◆ **Directions for this task**
Copy out the material below in full, but not its images.

————————

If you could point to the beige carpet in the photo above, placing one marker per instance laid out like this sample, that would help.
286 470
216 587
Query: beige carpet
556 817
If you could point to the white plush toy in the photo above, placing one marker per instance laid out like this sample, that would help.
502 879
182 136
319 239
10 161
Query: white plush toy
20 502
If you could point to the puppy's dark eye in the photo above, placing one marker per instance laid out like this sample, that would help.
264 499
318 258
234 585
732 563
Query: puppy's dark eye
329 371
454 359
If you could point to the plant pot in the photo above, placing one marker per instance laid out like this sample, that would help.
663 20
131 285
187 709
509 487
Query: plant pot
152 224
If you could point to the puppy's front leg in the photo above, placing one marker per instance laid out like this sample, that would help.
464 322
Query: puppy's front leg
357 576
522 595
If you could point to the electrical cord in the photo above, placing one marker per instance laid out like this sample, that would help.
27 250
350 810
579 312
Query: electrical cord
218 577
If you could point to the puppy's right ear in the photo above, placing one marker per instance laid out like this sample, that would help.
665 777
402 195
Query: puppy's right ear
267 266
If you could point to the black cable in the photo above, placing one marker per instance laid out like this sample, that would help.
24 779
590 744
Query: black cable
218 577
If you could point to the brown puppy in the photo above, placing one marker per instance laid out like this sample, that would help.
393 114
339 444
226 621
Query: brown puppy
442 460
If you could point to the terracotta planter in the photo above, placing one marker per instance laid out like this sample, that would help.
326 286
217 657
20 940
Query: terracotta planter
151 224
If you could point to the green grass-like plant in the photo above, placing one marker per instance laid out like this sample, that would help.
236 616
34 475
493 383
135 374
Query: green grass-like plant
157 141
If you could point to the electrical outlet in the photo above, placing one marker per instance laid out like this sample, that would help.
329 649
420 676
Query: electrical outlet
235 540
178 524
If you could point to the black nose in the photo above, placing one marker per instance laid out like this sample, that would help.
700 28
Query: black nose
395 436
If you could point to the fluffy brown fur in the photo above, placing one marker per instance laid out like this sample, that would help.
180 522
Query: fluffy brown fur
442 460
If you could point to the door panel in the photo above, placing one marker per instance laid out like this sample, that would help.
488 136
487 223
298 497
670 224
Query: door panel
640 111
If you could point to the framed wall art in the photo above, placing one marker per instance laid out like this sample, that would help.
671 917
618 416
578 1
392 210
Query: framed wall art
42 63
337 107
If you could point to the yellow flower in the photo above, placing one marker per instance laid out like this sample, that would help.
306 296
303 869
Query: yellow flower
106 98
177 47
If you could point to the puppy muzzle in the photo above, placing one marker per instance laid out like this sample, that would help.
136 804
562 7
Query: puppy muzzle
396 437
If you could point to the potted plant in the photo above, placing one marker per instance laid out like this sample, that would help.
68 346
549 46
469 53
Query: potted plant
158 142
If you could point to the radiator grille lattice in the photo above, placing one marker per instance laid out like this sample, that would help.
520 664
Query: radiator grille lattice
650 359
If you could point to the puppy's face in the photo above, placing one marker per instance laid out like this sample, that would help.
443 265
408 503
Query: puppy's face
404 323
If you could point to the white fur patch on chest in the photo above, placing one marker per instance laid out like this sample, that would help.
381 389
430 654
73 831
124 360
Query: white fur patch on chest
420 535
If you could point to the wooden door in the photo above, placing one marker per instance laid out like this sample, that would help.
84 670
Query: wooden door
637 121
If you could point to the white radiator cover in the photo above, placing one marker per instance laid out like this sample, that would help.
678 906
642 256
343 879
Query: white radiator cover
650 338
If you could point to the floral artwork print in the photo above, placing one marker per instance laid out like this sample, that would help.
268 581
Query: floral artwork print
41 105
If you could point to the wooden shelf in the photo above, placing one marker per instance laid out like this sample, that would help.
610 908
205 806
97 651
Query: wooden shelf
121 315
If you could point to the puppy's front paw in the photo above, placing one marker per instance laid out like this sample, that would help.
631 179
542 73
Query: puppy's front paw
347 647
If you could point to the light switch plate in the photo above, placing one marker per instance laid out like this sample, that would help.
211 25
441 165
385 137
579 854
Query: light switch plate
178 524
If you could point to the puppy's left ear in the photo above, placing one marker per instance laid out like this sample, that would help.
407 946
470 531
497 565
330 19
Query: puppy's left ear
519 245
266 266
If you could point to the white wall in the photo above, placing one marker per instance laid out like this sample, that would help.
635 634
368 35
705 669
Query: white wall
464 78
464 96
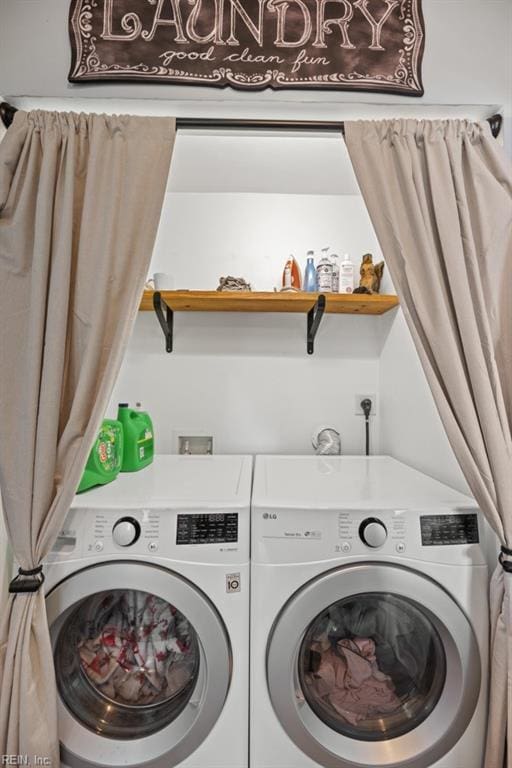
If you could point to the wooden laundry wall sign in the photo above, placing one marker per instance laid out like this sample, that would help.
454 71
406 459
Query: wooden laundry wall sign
369 45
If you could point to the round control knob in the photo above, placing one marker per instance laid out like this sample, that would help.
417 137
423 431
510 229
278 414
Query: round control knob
373 532
126 531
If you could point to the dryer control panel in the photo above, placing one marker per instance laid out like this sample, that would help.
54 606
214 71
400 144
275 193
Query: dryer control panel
220 536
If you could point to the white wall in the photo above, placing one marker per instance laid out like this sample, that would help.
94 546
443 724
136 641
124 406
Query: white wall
247 379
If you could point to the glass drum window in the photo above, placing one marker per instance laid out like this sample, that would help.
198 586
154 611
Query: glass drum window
372 666
126 663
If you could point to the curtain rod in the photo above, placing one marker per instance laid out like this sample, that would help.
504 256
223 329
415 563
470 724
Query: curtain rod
7 113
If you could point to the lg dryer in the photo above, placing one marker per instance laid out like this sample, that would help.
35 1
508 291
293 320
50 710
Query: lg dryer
148 604
369 618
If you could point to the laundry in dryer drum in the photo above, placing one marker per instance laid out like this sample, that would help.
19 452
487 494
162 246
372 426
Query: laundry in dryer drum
134 648
105 458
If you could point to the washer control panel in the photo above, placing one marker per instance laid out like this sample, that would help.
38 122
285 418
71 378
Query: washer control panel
446 530
373 532
302 535
126 531
217 528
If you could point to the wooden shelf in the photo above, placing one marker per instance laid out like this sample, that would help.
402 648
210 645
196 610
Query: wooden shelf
313 305
234 301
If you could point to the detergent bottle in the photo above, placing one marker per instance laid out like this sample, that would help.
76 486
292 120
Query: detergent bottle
106 456
139 443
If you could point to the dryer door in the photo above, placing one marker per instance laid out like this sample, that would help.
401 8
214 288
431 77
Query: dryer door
143 666
373 665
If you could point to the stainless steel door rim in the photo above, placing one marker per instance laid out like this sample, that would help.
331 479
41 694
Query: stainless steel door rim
432 738
81 748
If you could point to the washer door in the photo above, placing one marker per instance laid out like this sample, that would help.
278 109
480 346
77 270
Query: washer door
143 666
373 665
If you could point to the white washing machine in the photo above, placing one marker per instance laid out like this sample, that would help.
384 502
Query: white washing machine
148 605
369 617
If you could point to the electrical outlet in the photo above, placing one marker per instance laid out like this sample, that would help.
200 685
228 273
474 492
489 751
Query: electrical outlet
195 444
359 410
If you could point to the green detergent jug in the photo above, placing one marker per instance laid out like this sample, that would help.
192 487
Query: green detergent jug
105 459
139 444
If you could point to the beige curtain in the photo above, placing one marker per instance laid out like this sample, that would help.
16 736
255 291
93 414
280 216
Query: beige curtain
80 201
440 197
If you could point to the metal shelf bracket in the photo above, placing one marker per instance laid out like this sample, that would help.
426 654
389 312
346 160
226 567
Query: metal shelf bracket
315 315
166 321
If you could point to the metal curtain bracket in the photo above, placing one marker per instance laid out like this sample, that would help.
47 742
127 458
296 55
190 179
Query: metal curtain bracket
166 321
7 113
315 315
505 559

————————

◆ **Answer for the task**
If you could point to the beige carpet in the photo above, placing one marker per instance laid out like this sample, that would help.
286 470
216 587
Query: beige carpet
556 817
If you could point to the white plush toy in the photo above, placing one marker per instance laid out like this sample, that would help.
502 879
182 136
319 239
10 161
Query: white plush toy
20 502
If you could point to the puppy's dark eye in the photo above, placing one marker per instance laid out like this sample, that would help.
264 499
318 258
234 585
732 563
Query: puppy's dark eye
329 371
454 359
If you could point to the plant pot in the photo above, placing one marker per instance laid out like this sample, that would help.
663 20
131 285
187 709
509 487
Query: plant pot
152 224
If you could point to the puppy's front leg in the photo above, placing one marker per instance laid out like this sample, that would help.
464 322
Query: puppy's front leg
357 576
522 595
If you could point to the electrical cord in the photo above, placing one marker per instance laid out like this sample, that would help.
27 250
350 810
579 312
Query: electrical cord
218 577
If you could point to the puppy's right ear in the photo above, placing one marker per instance laid out like this sample, that would help.
665 777
402 195
Query: puppy's right ear
267 266
If you could point to the black cable in the photo above, placing one marker per instance laid out like this sample, that would help.
24 779
590 744
Query: black cable
218 577
If you could point to the brown puppy in the photo above, placing one marker per instance laid out like this sample, that would help.
393 114
339 444
226 621
Query: brown puppy
442 460
If you could point to the terracotta planter in the photo above, placing one marker per instance laid out like this sample, that would help.
326 286
217 657
20 940
Query: terracotta planter
151 224
If you could point to the green grass-like plant in the photo above, placing one marker per instance laid out like this sample, that would help.
236 616
34 475
493 383
135 374
Query: green grass-like plant
157 141
If you could point to the electrical outlet in the photo above, placing one marker per instance laid out like this sample, that would help.
329 649
420 676
Query: electrical outlet
235 540
178 524
If you could point to the black nose in the photo above, placing one marker per instance laid out like this sample, that would help.
700 28
Query: black nose
395 436
If you could point to the fluffy brown fur in the photo above, placing one marker per instance laid out like this sample, that would help.
180 522
Query: fluffy brown fur
442 460
If you could point to the door panel in the photo above, placing one marker per instance laid out like this sample, that would help.
488 136
487 223
298 497
670 224
Query: door panel
640 111
If you could point to the framed wall art in the photo above, placing one marker per instance laid out like this sample, that would help.
671 917
618 416
578 1
392 210
Query: framed wall art
42 63
337 107
If you could point to the yellow flower in the photo above, placing one marker per instance laid out like this sample, that would help.
306 296
303 869
Query: yellow flower
106 98
177 47
If you could point to the puppy muzzle in the photo above, placing one marker per instance laid out like this sample, that would help.
136 804
562 7
Query: puppy muzzle
396 437
If you could point to the potted plant in the photo above, placing one marker per instance laid out like this sample, that would help.
68 346
549 46
469 53
Query: potted plant
158 142
If you could point to the radiator grille lattice in the photo above, placing one marker per instance laid out like this sample, that would help.
520 664
Query: radiator grille lattice
650 359
If you could point to the puppy's face in the photo above, placing one marker per instance laid out like this sample, that would help.
443 265
408 503
Query: puppy's face
404 323
If you could point to the white fur patch on chest in the photo above, placing one marker per instance laid out like this sample, that would help.
381 389
430 654
73 831
124 360
Query: white fur patch on chest
420 535
If you could point to the wooden door in the photo above, placing one marker per instance laid out like this sample, that would help.
84 670
Query: wooden door
637 121
If you could point to the white radiator cover in the photo above, placing one marker per instance laid out like this sample, that would help.
678 906
642 256
343 879
Query: white radiator cover
650 338
If you could point to the floral artwork print in the photo above, placing one marker per instance laid out like this sample, that would help.
268 581
Query: floral artwork print
41 105
If you could point to the wooden shelf in the photo above, placing one marker per instance laid out like this sample, that would help.
610 908
205 806
97 651
Query: wooden shelf
121 315
If you could point to the puppy's front paw in the photo above, placing one marker per instance laid out like this sample, that would help.
631 179
542 73
Query: puppy's front paw
347 647
If you could point to the light switch plate in the photo above, placing one marker per instance laid out like this sample, that would help.
211 25
441 165
385 137
579 854
Query: light switch plate
178 524
If you could point to the puppy's left ear in the photo above, placing one marker per instance laid out like this sample, that would help.
407 946
470 531
497 565
330 19
Query: puppy's left ear
519 245
266 266
If you could point to the white wall in the photo above, placing one marker per instance laid out like this sample, that would help.
635 634
368 35
705 669
Query: white wall
464 78
464 96
If you could point to the wooden laundry wall sign in the photo above, placing one marker per instance laid out like this sample, that would help.
454 71
406 459
Query: wooden laundry wall sign
369 45
If you could point to the round control knob in the photo above, placing one marker per instance laid out like this sample, that would help.
417 137
423 431
510 229
278 414
Query: round control knob
373 532
126 531
If you could point to the dryer control panel in the photo above, placing one marker per instance laid out like this sample, that would help.
54 606
214 71
400 144
275 193
Query: dryer control panel
220 536
If you could point to the white wall in the photo above, placing one marker per instance laid out like this sample, that would help.
94 546
443 724
136 641
124 406
Query: white wall
247 379
If you could point to the glass drum window in the photo above, placing one marker per instance laid out like this sample, that would help.
198 586
154 611
Query: glass drum window
372 666
126 663
If you could point to the curtain rod in the photo above, placing one marker per instance laid out like this sample, that would help.
504 256
223 329
415 563
470 724
Query: curtain rod
7 113
If you could point to the lg dryer in the photo above, placing one marker per instance laid out like this sample, that would help.
35 1
508 291
293 320
50 710
Query: lg dryer
148 604
369 618
If you could point to the laundry in dryer drum in the photo above, placing one marker per instance laid out like this sample, that would help.
19 452
487 494
162 246
372 426
Query: laundry in dryer drum
134 648
105 458
If you could point to the washer control panel in the photo above, placing one marker per instance laid out like this sample, that would help.
38 122
285 418
71 378
Query: washer control panel
446 530
373 532
302 535
126 531
217 528
If you could point to the wooden shelf in the photo above, placing one marker per instance laid out like this sample, that would help.
402 648
210 645
196 610
Query: wooden shelf
313 305
234 301
If you could point to the detergent bottle in the photo above, placing one marker per instance laid out like this sample, that would help.
76 486
292 120
Query: detergent bottle
106 456
139 443
If you could point to the dryer door in the photo above, placing one marker per instance laid out like this sample, that would help.
401 8
214 288
431 77
Query: dryer door
143 666
373 665
If you could point to the stainless steel door rim in the photo above, placing one marker per instance laid out like this sample, that would help.
331 479
41 694
Query: stainless steel door rim
432 738
81 748
If you could point to the washer door in the photo above, placing one marker per instance laid out like this sample, that would help.
278 109
480 346
77 270
Query: washer door
143 666
373 665
If you could point to the white washing machine in the photo above, placing one marker per instance laid out like this sample, that would help.
384 502
Query: white washing machine
148 605
369 617
If you could point to the electrical outlet in the photo above, placing one marker per instance laid out like this sample, that would help.
200 685
228 273
474 492
489 751
Query: electrical outlet
195 444
359 410
If you could point to the green detergent jug in the photo above, placing one marker per instance laid out like this sample, that would help.
192 487
Query: green detergent jug
105 459
139 444
If you could point to the beige curtain in the photo above, placing one marker per instance laid out like this sample, that would help.
16 736
255 291
93 414
280 216
Query: beige curtain
80 201
440 197
If you could point to the metal shelf bracket in the photo above, placing one marker per instance laid out like this sample, that would help.
426 654
389 312
346 160
226 567
Query: metal shelf bracket
315 315
166 321
If you could point to the metal curtain bracket in the photo above, placing one marker per instance laid out like this sample, that would help.
47 742
127 458
296 55
190 179
Query: metal curtain bracket
166 321
7 113
315 315
505 559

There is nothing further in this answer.